[Records contained in a dataset]
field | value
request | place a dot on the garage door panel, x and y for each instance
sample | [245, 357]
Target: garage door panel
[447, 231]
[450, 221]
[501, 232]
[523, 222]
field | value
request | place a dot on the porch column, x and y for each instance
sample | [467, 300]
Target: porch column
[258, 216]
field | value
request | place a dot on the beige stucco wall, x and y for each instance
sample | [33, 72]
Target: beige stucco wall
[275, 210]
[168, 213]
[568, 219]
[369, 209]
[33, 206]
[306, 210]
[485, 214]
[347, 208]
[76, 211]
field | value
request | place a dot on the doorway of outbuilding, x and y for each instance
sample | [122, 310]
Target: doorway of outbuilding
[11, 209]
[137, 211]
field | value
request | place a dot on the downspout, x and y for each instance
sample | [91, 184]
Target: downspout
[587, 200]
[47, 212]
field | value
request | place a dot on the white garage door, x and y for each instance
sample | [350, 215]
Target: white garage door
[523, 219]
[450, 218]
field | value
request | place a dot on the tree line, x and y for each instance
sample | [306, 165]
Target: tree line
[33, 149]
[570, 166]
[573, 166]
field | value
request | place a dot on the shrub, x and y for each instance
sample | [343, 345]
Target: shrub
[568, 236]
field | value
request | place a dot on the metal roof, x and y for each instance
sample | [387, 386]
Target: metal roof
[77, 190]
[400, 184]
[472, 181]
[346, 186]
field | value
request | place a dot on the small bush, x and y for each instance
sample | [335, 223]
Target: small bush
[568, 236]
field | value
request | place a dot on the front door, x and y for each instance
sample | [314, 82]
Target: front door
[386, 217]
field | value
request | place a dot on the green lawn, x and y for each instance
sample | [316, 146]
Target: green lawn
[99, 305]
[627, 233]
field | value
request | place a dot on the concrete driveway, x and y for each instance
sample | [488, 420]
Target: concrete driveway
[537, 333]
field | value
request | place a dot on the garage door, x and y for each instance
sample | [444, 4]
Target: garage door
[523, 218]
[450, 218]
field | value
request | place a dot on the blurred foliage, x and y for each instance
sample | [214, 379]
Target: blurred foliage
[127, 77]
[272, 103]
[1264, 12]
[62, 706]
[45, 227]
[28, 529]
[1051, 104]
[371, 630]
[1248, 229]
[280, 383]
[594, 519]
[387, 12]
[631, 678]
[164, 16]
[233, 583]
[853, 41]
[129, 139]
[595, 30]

> **EXERCISE GOAL**:
Each line of the material should be echoed exactly.

> **SOLUTION TO THIS EXERCISE**:
field | value
request | place a dot on the garage door panel, x and y for each instance
sample | [245, 357]
Target: garage door panel
[447, 231]
[450, 221]
[501, 232]
[523, 222]
field | value
request | place a dot on the porch column, x and y for each instance
sample | [467, 300]
Target: porch column
[258, 216]
field | value
request | place a dot on the beige stucco wall, x and y for each instance
sample | [33, 72]
Target: beige stucco wall
[275, 210]
[168, 213]
[568, 219]
[369, 209]
[33, 206]
[306, 210]
[485, 214]
[347, 208]
[76, 211]
field | value
request | place a dot on the doorway of outbuilding, x and y for each instance
sample | [122, 310]
Target: doorway of outbuilding
[11, 209]
[137, 211]
field | value
request | place a dot on the downspout, x and y for each instance
sample | [91, 184]
Target: downspout
[587, 200]
[47, 212]
field | value
request | place a dot on the white garage door, x and y for each instance
sample | [350, 215]
Target: white garage door
[523, 219]
[450, 218]
field | value
request | place a dot on the tree line, x and y for each instance
sample | [306, 165]
Target: tree line
[33, 149]
[570, 166]
[573, 166]
field | value
request | place a dot on the shrub, x and y for each instance
sample | [343, 345]
Target: shrub
[568, 236]
field | value
request | place a dot on the metal roof, x and y for each instance
sample | [387, 386]
Target: metal roof
[77, 190]
[400, 184]
[472, 181]
[346, 186]
field | value
request | place a dot on the small bush, x and y for each instance
sample | [335, 223]
Target: small bush
[568, 236]
field | value
request | place a dot on the front door, x and y for each instance
sample | [314, 82]
Target: front door
[386, 217]
field | value
request | place a dot on the green lawn, x and y for each instance
sample | [316, 146]
Target: green lawn
[99, 305]
[627, 233]
field | value
request | place a dot on the concrete driveway, x and y for each instance
sample | [488, 420]
Target: concrete driveway
[537, 333]
field | value
request | place a dot on the garage door, x and y for each instance
sample | [444, 4]
Target: garage door
[523, 218]
[450, 218]
field | value
request | place a dot on the blurred foliage, x and y for each instance
sample | [214, 379]
Target: blurred foliage
[127, 77]
[272, 103]
[1264, 12]
[62, 706]
[45, 227]
[28, 529]
[1051, 104]
[371, 630]
[1248, 229]
[280, 383]
[594, 519]
[387, 12]
[631, 678]
[164, 16]
[233, 583]
[853, 41]
[129, 139]
[595, 30]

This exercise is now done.